## Problem details
Copy out everything in the listing from the line containing "[point] every instance of the blazer" down through the end of the listing, requests included. Multiply every coordinate in the answers by 1.75 and round each to a whole number, with halves rounded up.
==== Records for the task ====
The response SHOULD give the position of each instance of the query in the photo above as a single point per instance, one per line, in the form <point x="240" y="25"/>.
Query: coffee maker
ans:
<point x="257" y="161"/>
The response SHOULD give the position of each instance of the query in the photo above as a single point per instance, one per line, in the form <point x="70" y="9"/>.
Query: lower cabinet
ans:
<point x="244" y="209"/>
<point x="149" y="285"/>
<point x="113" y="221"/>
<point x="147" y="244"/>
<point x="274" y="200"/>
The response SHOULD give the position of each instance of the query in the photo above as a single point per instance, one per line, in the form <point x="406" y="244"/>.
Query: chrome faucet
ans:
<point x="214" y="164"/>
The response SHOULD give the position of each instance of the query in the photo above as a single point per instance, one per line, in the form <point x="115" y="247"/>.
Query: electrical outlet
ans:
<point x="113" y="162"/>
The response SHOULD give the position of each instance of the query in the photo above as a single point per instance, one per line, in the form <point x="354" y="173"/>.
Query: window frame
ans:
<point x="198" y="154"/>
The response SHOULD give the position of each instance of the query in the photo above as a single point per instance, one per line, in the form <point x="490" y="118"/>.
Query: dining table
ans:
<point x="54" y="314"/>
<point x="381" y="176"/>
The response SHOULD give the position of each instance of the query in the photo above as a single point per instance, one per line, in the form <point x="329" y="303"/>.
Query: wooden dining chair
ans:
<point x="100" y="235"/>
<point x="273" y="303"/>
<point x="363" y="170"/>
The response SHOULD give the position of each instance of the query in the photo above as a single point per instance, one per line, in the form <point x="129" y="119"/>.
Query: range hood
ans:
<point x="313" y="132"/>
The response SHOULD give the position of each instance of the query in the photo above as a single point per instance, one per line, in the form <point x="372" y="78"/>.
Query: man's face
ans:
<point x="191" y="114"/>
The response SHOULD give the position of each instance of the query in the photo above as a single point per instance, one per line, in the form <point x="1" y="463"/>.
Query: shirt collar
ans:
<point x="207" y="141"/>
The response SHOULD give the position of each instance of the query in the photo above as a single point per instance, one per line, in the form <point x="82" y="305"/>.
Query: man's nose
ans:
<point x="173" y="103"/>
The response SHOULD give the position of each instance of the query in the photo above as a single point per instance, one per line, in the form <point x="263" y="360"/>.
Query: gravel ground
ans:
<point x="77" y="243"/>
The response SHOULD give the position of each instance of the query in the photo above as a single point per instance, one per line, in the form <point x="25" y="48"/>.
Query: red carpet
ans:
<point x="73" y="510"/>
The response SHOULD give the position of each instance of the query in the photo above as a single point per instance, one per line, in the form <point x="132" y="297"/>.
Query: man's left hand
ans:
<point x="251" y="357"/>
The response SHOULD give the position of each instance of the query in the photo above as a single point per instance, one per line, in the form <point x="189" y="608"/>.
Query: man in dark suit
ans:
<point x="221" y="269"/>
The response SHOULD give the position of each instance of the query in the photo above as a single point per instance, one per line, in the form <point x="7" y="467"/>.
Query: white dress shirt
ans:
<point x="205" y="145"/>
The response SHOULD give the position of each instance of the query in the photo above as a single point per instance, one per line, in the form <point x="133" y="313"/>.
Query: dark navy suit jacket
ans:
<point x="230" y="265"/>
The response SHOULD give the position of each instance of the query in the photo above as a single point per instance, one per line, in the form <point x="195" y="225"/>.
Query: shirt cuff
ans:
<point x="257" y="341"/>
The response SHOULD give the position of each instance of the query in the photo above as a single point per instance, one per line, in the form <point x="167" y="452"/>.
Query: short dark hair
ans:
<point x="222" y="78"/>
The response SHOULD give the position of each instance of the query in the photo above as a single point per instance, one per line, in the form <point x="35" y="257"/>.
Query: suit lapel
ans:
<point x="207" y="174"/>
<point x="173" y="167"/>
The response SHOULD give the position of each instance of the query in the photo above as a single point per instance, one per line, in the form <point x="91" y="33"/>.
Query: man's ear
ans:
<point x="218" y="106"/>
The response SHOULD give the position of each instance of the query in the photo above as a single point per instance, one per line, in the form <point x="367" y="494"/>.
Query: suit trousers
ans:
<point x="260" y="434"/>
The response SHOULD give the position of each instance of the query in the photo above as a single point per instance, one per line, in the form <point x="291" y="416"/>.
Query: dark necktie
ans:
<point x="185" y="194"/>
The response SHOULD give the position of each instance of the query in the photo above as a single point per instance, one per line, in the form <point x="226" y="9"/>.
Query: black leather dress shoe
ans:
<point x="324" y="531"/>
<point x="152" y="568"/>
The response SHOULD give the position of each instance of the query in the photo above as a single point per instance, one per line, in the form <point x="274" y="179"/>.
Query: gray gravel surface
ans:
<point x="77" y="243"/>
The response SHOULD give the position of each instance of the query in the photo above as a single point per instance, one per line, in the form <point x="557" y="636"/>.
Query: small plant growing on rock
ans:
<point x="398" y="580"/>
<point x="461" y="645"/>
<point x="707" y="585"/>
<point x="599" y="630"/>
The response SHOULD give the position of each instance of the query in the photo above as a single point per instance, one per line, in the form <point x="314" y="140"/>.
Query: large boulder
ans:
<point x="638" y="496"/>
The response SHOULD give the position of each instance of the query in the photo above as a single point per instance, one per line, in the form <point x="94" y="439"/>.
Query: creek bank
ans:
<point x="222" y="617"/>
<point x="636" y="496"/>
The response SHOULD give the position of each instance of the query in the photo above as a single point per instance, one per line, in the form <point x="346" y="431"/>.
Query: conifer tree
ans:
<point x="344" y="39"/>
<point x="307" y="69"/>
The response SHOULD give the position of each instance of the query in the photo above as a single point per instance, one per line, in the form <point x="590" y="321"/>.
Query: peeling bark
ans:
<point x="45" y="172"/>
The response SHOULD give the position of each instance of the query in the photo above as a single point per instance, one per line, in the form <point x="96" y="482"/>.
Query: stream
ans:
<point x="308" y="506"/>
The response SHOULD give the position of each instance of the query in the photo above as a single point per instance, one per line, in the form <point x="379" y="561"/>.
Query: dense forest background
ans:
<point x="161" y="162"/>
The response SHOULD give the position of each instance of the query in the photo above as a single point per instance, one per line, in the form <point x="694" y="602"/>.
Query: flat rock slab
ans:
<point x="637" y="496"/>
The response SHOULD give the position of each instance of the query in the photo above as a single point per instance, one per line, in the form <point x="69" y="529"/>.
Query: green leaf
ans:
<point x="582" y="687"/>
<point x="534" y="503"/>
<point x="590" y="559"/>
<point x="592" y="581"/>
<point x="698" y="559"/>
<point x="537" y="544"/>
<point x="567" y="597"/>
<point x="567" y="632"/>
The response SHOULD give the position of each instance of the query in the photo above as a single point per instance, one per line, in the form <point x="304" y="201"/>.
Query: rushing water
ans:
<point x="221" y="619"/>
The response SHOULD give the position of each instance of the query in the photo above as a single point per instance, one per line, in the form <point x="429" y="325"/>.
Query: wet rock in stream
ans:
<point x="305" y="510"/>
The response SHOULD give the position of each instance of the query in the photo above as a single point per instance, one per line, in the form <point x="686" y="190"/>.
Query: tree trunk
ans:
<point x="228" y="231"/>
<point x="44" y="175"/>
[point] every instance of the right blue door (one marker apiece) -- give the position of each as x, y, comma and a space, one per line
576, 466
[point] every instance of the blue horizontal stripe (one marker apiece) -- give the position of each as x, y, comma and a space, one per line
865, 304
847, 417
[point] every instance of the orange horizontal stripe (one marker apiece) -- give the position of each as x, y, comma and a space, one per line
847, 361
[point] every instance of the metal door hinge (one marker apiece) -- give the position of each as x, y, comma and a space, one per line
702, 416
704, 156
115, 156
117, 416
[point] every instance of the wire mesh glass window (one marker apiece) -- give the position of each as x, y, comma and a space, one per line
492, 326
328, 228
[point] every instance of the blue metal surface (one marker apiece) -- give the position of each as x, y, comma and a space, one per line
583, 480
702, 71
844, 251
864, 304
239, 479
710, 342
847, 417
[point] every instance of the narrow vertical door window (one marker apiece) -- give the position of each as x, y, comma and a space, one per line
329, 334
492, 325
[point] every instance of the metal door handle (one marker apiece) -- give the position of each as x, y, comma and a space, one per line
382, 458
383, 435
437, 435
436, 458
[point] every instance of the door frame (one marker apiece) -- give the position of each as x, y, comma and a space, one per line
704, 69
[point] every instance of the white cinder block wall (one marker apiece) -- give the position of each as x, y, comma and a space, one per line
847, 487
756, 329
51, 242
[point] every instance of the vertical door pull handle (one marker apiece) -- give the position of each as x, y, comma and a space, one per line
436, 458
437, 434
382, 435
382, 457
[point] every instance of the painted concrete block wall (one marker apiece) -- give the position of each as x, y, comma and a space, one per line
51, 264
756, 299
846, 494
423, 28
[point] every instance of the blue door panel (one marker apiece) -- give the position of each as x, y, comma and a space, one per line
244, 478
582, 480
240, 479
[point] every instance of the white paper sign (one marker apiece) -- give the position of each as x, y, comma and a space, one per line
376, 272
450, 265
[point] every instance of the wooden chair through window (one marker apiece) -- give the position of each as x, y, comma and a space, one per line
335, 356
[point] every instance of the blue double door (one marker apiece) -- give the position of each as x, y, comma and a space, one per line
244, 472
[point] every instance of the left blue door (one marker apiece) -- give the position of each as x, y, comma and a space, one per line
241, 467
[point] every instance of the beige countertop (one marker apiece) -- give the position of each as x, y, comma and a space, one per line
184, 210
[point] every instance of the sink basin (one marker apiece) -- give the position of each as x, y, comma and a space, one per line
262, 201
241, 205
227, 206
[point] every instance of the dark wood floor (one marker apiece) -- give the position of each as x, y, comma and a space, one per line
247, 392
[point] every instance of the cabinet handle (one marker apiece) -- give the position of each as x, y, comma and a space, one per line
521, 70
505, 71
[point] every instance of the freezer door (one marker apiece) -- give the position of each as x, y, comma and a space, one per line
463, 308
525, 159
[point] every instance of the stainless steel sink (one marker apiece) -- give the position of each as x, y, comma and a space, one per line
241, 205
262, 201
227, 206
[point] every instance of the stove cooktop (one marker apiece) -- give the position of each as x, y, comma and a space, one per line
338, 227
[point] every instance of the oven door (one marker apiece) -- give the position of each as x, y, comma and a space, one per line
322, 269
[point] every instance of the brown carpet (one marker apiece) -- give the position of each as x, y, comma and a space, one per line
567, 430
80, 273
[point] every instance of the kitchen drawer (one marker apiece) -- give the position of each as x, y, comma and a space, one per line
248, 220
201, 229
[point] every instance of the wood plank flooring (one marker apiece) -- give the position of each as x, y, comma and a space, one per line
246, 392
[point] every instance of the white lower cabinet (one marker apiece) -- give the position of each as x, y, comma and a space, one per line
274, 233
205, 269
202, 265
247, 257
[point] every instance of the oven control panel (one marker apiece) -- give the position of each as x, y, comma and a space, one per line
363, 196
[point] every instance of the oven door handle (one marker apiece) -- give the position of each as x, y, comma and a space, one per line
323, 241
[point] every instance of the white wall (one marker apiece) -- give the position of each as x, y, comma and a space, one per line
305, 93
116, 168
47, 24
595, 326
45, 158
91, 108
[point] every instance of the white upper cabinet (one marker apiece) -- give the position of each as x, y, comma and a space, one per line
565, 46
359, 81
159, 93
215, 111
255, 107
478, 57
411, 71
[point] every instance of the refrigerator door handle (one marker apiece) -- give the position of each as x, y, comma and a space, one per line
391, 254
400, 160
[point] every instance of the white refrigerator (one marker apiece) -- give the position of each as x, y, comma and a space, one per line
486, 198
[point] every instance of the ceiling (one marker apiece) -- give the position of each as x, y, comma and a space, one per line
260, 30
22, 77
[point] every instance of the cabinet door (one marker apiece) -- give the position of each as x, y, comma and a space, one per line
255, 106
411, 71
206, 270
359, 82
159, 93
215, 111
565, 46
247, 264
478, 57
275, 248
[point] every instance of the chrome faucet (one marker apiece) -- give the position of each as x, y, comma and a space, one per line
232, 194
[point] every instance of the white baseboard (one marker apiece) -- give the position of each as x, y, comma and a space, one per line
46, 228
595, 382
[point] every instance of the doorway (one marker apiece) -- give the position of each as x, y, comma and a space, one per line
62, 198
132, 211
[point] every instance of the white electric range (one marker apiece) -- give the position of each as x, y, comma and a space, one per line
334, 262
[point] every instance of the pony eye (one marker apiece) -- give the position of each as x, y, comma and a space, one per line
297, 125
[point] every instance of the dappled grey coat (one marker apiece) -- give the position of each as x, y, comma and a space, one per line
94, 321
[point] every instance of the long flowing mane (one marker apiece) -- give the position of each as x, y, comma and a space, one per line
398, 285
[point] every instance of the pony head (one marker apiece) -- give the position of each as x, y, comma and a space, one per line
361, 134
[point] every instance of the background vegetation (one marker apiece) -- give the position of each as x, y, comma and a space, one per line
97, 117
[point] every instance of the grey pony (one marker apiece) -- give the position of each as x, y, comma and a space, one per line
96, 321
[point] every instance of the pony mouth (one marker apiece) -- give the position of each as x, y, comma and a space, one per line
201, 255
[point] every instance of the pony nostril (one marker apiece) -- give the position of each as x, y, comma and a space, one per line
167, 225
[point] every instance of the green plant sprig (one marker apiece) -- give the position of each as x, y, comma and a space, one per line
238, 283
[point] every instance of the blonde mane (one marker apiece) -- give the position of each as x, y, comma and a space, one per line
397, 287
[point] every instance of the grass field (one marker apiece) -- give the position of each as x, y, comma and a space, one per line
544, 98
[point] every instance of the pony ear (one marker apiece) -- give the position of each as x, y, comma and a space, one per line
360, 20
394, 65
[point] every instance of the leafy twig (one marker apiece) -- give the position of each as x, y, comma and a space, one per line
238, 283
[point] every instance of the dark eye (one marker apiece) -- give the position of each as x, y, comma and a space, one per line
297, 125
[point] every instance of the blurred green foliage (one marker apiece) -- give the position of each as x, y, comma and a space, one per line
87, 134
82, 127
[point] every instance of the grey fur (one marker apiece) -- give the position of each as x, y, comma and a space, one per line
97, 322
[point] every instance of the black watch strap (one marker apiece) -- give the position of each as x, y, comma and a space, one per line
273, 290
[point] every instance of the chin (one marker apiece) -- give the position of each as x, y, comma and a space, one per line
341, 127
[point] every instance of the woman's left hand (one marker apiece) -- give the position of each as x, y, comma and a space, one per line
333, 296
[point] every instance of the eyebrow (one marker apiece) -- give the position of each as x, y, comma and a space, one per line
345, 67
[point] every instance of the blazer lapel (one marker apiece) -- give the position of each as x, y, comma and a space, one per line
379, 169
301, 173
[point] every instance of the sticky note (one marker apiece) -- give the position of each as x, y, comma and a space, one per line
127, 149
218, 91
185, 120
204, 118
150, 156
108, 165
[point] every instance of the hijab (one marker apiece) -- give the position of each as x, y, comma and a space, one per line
====
## Solution to the exercise
[point] every instance of the blazer lapel (one marker apiece) -- give the position of each as x, y, comma and a space, one per line
663, 296
527, 303
[point] every instance of the sticky note (one marker apiece) -- give the position of each as x, y, comma and a space, one per line
222, 261
382, 159
324, 210
357, 207
263, 273
189, 289
[point] every instance of the hijab (one marker apiece) -- give the position of each as x, y, comma and a space, one per line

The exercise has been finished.